Goal of the exercise: Please rewrite the items below, replacing "in this photo" with "in this image" and keeping everything else the same. Leave the pictures out of your answer.

(Point labeling dataset excerpts)
------------------------------------------------------------------------

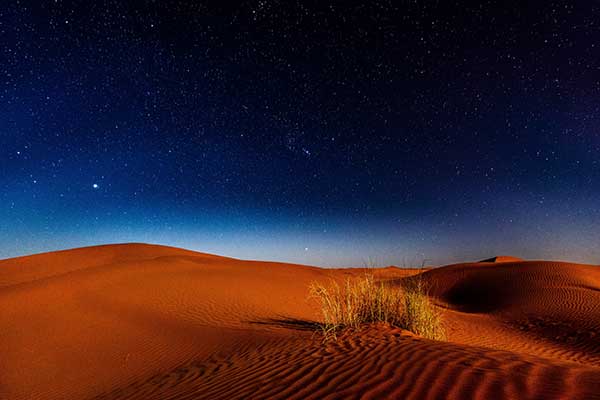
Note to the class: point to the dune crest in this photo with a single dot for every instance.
(139, 321)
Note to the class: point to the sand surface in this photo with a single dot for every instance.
(150, 322)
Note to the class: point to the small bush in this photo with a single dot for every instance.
(419, 315)
(363, 300)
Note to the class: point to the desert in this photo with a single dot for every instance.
(137, 321)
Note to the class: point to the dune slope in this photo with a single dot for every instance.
(150, 322)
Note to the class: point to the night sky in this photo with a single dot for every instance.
(314, 132)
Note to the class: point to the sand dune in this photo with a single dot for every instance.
(151, 322)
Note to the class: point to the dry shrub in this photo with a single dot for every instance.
(363, 300)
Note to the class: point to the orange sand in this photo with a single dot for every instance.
(150, 322)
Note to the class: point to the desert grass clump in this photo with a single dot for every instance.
(419, 314)
(364, 300)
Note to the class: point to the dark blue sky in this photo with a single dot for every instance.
(313, 132)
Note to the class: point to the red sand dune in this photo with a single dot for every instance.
(150, 322)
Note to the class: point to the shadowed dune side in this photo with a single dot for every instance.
(152, 322)
(551, 309)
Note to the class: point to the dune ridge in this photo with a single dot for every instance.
(137, 321)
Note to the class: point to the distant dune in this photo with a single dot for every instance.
(147, 322)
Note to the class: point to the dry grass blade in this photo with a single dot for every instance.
(363, 300)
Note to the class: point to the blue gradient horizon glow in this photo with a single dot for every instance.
(330, 242)
(388, 133)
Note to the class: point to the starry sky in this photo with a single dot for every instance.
(317, 132)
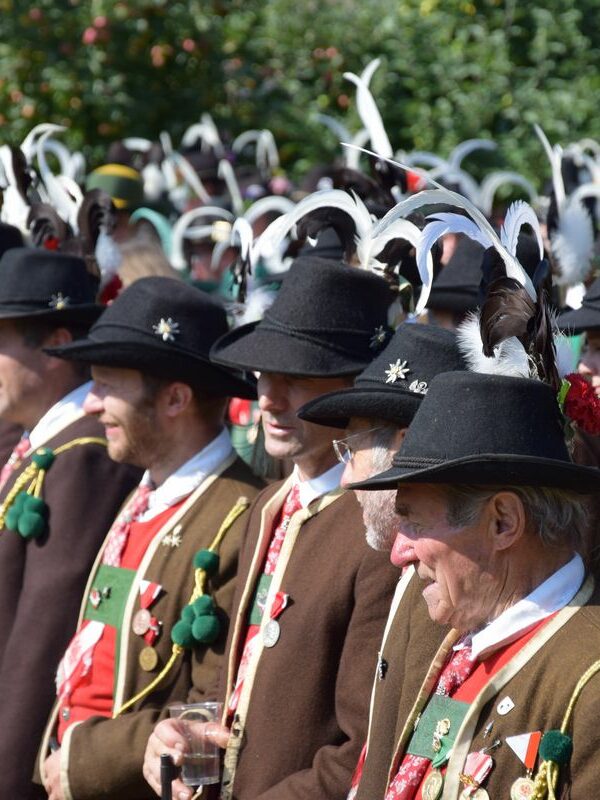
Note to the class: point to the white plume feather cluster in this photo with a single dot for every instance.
(573, 243)
(509, 359)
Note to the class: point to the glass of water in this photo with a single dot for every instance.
(201, 759)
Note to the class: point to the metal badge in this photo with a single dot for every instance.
(148, 659)
(271, 633)
(141, 621)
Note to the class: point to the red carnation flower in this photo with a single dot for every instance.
(582, 405)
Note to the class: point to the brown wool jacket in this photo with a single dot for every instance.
(103, 758)
(540, 681)
(408, 619)
(41, 583)
(302, 716)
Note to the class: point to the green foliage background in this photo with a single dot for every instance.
(451, 69)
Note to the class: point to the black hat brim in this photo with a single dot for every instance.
(487, 469)
(160, 362)
(579, 320)
(335, 409)
(253, 348)
(82, 314)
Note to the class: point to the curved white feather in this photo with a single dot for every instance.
(191, 177)
(554, 157)
(520, 213)
(510, 357)
(467, 147)
(492, 182)
(179, 228)
(352, 157)
(468, 186)
(266, 205)
(273, 235)
(339, 130)
(66, 206)
(370, 116)
(137, 143)
(228, 175)
(573, 243)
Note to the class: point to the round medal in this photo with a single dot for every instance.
(522, 789)
(141, 621)
(433, 785)
(271, 633)
(148, 659)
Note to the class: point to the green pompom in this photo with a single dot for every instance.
(36, 505)
(43, 457)
(207, 560)
(203, 605)
(206, 629)
(188, 615)
(11, 521)
(31, 525)
(182, 635)
(19, 501)
(556, 746)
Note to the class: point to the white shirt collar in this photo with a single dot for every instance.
(61, 414)
(312, 488)
(188, 477)
(547, 598)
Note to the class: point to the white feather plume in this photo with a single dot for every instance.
(510, 357)
(492, 182)
(368, 111)
(463, 149)
(228, 175)
(573, 242)
(518, 215)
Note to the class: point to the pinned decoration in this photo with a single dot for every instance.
(198, 622)
(525, 747)
(59, 301)
(166, 329)
(397, 371)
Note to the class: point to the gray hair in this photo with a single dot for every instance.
(558, 516)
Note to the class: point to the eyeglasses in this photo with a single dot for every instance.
(346, 448)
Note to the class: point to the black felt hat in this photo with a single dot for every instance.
(456, 288)
(326, 321)
(486, 429)
(585, 318)
(394, 384)
(41, 283)
(165, 328)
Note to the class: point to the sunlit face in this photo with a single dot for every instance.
(286, 435)
(22, 376)
(119, 399)
(379, 515)
(589, 365)
(457, 565)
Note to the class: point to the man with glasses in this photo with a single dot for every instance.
(377, 411)
(312, 597)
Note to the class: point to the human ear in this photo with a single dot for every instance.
(507, 519)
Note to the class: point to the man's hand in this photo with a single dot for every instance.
(169, 737)
(51, 776)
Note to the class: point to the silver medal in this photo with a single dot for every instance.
(271, 633)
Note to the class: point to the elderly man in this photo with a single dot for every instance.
(312, 596)
(377, 411)
(162, 405)
(492, 516)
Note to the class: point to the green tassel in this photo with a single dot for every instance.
(557, 747)
(43, 458)
(182, 635)
(206, 629)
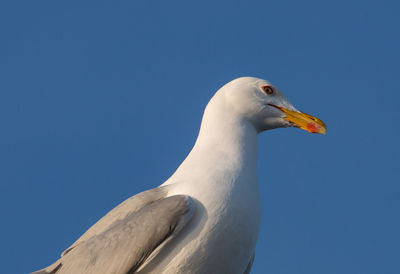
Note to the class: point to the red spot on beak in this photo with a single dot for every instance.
(313, 128)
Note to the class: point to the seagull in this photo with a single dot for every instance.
(205, 218)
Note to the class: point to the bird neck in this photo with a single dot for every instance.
(227, 143)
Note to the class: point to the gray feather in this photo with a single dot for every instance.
(122, 240)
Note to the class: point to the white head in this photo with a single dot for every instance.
(265, 106)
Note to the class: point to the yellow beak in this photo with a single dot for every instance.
(303, 120)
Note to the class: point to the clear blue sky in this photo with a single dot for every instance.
(100, 100)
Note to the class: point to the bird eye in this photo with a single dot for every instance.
(268, 90)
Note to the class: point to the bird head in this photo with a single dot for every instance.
(266, 107)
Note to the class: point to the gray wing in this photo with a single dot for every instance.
(122, 240)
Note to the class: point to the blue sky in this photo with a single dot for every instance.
(100, 100)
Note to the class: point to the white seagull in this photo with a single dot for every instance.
(205, 218)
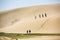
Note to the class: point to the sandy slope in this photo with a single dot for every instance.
(23, 19)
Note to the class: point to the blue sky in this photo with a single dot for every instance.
(11, 4)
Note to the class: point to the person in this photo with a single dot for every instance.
(42, 15)
(39, 16)
(35, 17)
(29, 31)
(45, 15)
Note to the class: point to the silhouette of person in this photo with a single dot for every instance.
(29, 31)
(45, 15)
(42, 15)
(35, 17)
(39, 16)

------------------------------------------------------------------------

Exercise solution:
Note to the class: point to the dune crest in this image with a single dot for every instance.
(139, 321)
Note to the class: point to the sand surface in this image with a single dot for every instance.
(150, 322)
Note to the class: point to the small bush in this image with a single dot for every instance.
(419, 315)
(363, 300)
Note to the class: point to the desert in this image with a single dot for every instance.
(137, 321)
Note to the class: point to the dune slope in this image with a single dot for every instance.
(150, 322)
Note to the class: point to the night sky in this image with a single dot for every instance.
(314, 132)
Note to the class: point to the sand dune in this image with a single dot for every instance.
(151, 322)
Note to the class: point to the dry shrub in this image with a single dot for every instance.
(363, 300)
Note to the class: point to the orange sand in this image with a single dot for every instance.
(150, 322)
Note to the class: point to the desert grass clump in this image with a single dot for every instance.
(419, 314)
(364, 300)
Note to the class: point to the dark blue sky in this image with a single dot for every instance.
(313, 132)
Note to the class: point to the red sand dune in this image with a single dot for every instance.
(150, 322)
Note to the class: point to the shadowed dune side in this image with a single dot for every instance.
(152, 322)
(551, 309)
Note to the class: point to the dune ridge in this image with a single dot for every instance.
(137, 321)
Note to the class: point to the distant dune in this image with a single dot for every instance.
(147, 322)
Note to the class: point to the dry grass blade in this image with a single dot for every instance.
(363, 300)
Note to the class: point to the blue gradient horizon glow in this image with a single dot for every instance.
(330, 242)
(388, 133)
Note to the class: point to the starry sky in this image with a single dot for every instance.
(317, 132)
Note to the class: point to the white plume feather cluster in this image with a single dot for every instance.
(573, 243)
(509, 359)
Note to the class: point to the glass of water in this image with a single dot for every instance.
(201, 759)
Note to the class: point to the metal badge in this image with a single dot for every instance.
(148, 659)
(271, 633)
(141, 621)
Note to the class: point to the red carnation flower in this image with a single dot for every instance.
(582, 405)
Note to the class: point to the brown wool jacket in this image with a single dot for every instance.
(103, 758)
(540, 681)
(408, 619)
(41, 583)
(302, 716)
Note to the class: point to the green foliage background in this image with a single dot for every instance.
(451, 69)
Note to the class: point to the black hat brim in this image with a single dot for every instance.
(487, 469)
(160, 362)
(579, 320)
(335, 409)
(253, 348)
(82, 314)
Note to the class: point to the curved white feather in this image with a single dot for every instance.
(191, 177)
(554, 157)
(520, 213)
(510, 357)
(467, 147)
(492, 182)
(179, 228)
(352, 157)
(468, 186)
(266, 205)
(273, 235)
(339, 130)
(66, 206)
(370, 116)
(137, 143)
(228, 175)
(573, 243)
Note to the class: point to the round medal in this image with a single dot for every instance.
(522, 789)
(141, 621)
(433, 785)
(271, 633)
(148, 659)
Note to the class: point to the green pompom in this image with a single dot for every instance.
(36, 505)
(43, 457)
(207, 560)
(203, 605)
(206, 629)
(188, 615)
(11, 521)
(31, 525)
(182, 635)
(19, 501)
(556, 746)
Note to the class: point to the white shirt collar in this image with a single dot for every instance.
(61, 414)
(312, 488)
(188, 477)
(547, 598)
Note to the class: point to the white feather plume in this image with a single dot for every instance.
(510, 357)
(492, 182)
(368, 111)
(463, 149)
(228, 175)
(573, 242)
(518, 215)
Note to the class: point to the pinned decoration in this image with a single dot for every instance.
(198, 622)
(525, 747)
(59, 301)
(166, 329)
(397, 371)
Note to the class: point to the gray hair in this image with a single dot for every instance.
(558, 516)
Note to the class: point to the eyeglasses in this image with a single dot for every instance.
(346, 448)
Note to the class: point to the black felt hat in this image with a single dot for every instance.
(456, 288)
(326, 321)
(486, 429)
(585, 318)
(394, 384)
(41, 283)
(165, 328)
Note to the class: point to the sunlit face in this image with a single dot for every instance.
(286, 435)
(22, 376)
(119, 399)
(379, 515)
(589, 365)
(457, 565)
Note to the class: point to the man with glasses in this image with a single dot for every instance.
(377, 411)
(312, 597)
Note to the class: point to the human ear in this image with a single dot for every instance.
(507, 519)
Note to the class: point to the man's hand in this image with a single dot for every instance.
(169, 737)
(51, 776)
Note to the class: point to the silver medal in this image with a single dot for every instance.
(271, 633)
Note to the class: point to the elderly man in this image with a single dot for every instance.
(312, 596)
(377, 411)
(162, 405)
(492, 516)
Note to the class: point to the green tassel in this image with a single dot for every instance.
(557, 747)
(43, 458)
(182, 635)
(206, 629)
Note to the class: point to the red spot on beak in this image with a single dot for every instance.
(313, 128)
Note to the class: point to the seagull in this image with a single dot for every instance.
(205, 218)
Note to the class: point to the bird neck in this image with a single dot for every instance.
(227, 143)
Note to the class: point to the gray feather in this image with a single dot for every instance.
(122, 240)
Note to the class: point to the white head in this image with a single dot for every instance.
(265, 106)
Note to the class: point to the yellow beak in this image with a single dot for every instance.
(303, 120)
Note to the class: point to the clear blue sky in this image with a single dot for every instance.
(100, 100)
Note to the class: point to the bird eye in this image with a single dot for every instance.
(268, 90)
Note to the class: point to the bird head in this image with a single dot for every instance.
(266, 107)
Note to the class: point to the gray wing in this image with a single dot for every instance.
(122, 240)
Note to the class: point to the blue sky in this image with a single dot for every instance.
(100, 100)
Note to the class: point to the white seagull in this image with a single dot for every instance.
(205, 218)
Note to the class: point to the sandy slope in this image with a single dot for every instance.
(23, 19)
Note to the class: point to the blue sky in this image with a single dot for every instance.
(11, 4)
Note to the class: point to the person in this image with a single dot for every instance.
(42, 15)
(39, 16)
(35, 17)
(29, 31)
(45, 15)
Note to the class: point to the silhouette of person in this image with a single dot for every instance.
(29, 31)
(45, 15)
(42, 15)
(35, 17)
(39, 16)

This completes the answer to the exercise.